--- start RECORDS PROVIDED ---

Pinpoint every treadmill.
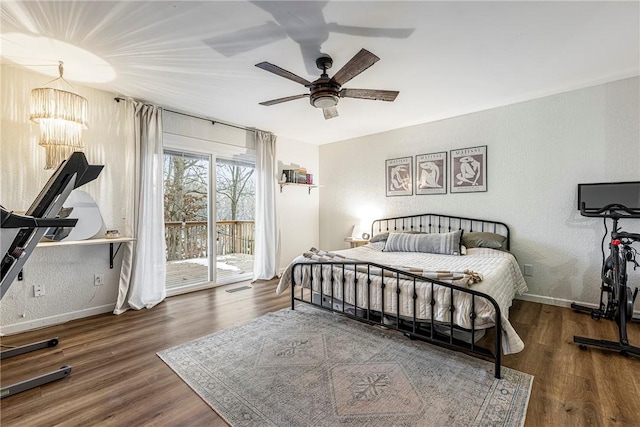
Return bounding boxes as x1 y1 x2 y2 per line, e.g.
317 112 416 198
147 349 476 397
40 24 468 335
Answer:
0 152 104 399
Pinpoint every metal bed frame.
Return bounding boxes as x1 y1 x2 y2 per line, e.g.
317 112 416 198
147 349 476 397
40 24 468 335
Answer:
291 214 510 378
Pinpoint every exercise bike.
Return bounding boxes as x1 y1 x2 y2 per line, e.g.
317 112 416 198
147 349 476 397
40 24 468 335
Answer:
571 204 640 356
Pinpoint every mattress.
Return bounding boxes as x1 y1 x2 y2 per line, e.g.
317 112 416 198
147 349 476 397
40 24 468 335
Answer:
276 242 527 354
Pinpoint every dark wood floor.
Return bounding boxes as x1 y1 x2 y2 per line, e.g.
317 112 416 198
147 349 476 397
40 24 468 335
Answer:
0 282 640 427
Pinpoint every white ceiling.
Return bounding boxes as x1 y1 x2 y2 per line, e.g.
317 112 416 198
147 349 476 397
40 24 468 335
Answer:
0 1 640 144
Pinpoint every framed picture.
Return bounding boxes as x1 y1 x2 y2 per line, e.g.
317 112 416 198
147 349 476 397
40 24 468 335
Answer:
416 151 447 194
385 157 413 197
450 145 487 193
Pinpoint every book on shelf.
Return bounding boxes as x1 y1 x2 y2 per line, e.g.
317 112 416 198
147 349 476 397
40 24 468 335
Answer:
280 169 313 185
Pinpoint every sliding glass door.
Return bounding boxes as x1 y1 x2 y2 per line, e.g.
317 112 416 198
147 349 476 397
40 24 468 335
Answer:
216 158 255 282
164 151 210 290
164 150 255 294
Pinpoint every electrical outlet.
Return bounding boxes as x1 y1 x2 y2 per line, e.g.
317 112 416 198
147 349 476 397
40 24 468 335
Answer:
93 274 104 286
524 264 533 276
33 285 44 297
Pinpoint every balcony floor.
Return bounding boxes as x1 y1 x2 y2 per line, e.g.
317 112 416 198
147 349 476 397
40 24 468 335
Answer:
166 254 253 289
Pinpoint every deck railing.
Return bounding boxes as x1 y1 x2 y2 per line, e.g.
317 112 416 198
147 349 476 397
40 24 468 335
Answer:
164 221 255 261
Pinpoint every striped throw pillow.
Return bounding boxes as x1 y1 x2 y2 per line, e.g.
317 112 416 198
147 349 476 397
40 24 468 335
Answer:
383 230 462 255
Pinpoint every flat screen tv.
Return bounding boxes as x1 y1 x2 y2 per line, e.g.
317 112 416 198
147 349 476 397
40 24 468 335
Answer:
578 181 640 210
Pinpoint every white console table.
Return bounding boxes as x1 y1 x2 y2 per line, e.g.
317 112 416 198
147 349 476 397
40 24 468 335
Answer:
36 237 135 268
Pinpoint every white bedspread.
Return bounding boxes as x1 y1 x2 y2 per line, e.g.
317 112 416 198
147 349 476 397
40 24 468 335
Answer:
276 242 527 354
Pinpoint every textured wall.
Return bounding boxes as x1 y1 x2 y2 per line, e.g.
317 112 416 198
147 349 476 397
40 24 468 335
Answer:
320 78 640 307
0 66 131 333
276 138 325 269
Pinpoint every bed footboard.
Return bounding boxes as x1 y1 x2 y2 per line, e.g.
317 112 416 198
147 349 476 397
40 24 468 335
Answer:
291 262 502 378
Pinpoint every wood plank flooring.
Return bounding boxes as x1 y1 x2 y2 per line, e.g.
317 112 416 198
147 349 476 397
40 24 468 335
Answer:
0 281 640 427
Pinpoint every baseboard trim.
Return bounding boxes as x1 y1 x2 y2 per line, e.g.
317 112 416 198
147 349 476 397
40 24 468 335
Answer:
516 294 640 317
0 304 116 336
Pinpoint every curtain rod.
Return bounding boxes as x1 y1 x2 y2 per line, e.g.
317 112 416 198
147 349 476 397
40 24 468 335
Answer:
113 96 258 133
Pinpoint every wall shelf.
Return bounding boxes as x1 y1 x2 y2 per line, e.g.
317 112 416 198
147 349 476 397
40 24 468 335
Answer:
278 182 322 194
36 237 135 268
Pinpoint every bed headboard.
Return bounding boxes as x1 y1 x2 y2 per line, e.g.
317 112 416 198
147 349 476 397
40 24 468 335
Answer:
371 214 511 250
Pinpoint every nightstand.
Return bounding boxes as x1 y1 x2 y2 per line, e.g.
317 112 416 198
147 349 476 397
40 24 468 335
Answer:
344 237 369 248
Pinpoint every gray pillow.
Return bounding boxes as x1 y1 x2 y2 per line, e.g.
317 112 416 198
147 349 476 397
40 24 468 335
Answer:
369 231 425 243
383 230 462 255
462 231 507 251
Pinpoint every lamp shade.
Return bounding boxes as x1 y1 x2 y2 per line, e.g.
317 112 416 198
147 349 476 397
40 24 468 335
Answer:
29 63 87 169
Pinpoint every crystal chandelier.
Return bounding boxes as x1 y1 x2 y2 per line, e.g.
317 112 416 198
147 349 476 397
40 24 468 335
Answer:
29 62 87 169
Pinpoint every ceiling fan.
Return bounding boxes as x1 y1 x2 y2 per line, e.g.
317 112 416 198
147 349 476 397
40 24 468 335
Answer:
256 49 400 119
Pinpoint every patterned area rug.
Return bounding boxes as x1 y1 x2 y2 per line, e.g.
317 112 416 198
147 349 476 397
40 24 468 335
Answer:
158 306 533 427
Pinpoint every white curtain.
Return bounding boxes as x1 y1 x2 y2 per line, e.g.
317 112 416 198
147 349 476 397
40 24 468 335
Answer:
114 101 167 314
253 131 280 281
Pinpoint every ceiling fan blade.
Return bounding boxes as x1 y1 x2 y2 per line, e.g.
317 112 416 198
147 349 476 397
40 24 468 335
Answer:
331 49 380 86
322 107 338 120
260 93 309 106
256 62 311 86
338 89 400 102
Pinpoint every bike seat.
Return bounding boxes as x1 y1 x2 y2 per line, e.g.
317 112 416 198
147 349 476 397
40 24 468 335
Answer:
611 231 640 242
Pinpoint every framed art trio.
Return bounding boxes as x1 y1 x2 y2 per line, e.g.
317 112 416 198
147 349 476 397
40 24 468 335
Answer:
385 145 487 197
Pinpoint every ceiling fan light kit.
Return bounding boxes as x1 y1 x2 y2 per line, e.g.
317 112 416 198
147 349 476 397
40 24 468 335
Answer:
256 49 399 119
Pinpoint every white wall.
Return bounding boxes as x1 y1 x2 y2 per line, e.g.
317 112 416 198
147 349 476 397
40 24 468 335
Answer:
276 138 325 270
320 78 640 309
0 66 129 333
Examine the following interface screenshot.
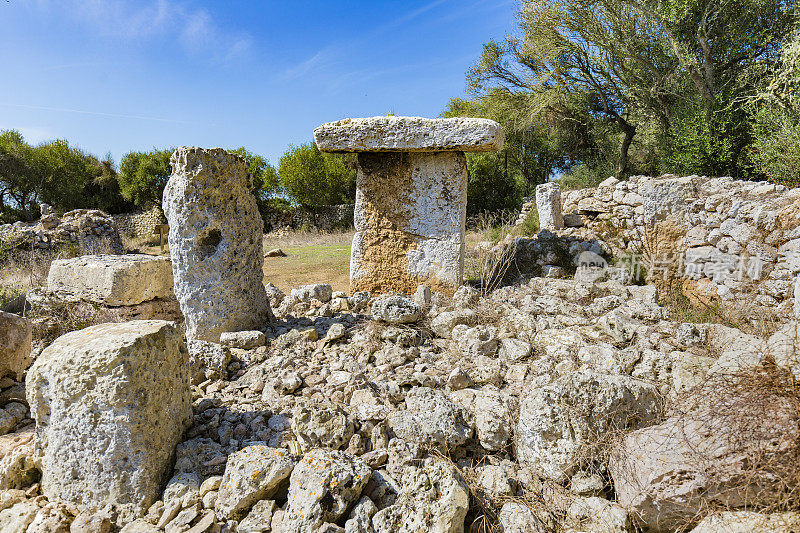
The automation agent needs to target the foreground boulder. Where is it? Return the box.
[47,254,172,306]
[26,320,192,523]
[163,146,272,342]
[609,370,800,531]
[515,371,658,481]
[0,311,33,379]
[372,458,469,533]
[216,444,294,518]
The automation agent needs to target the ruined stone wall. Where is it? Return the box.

--- end RECORDS PROVIDED ---

• _REQUEST_
Tally the lines in the material above that contain the string "agent", and reply with the number alone.

• _SOLVED PROBLEM_
2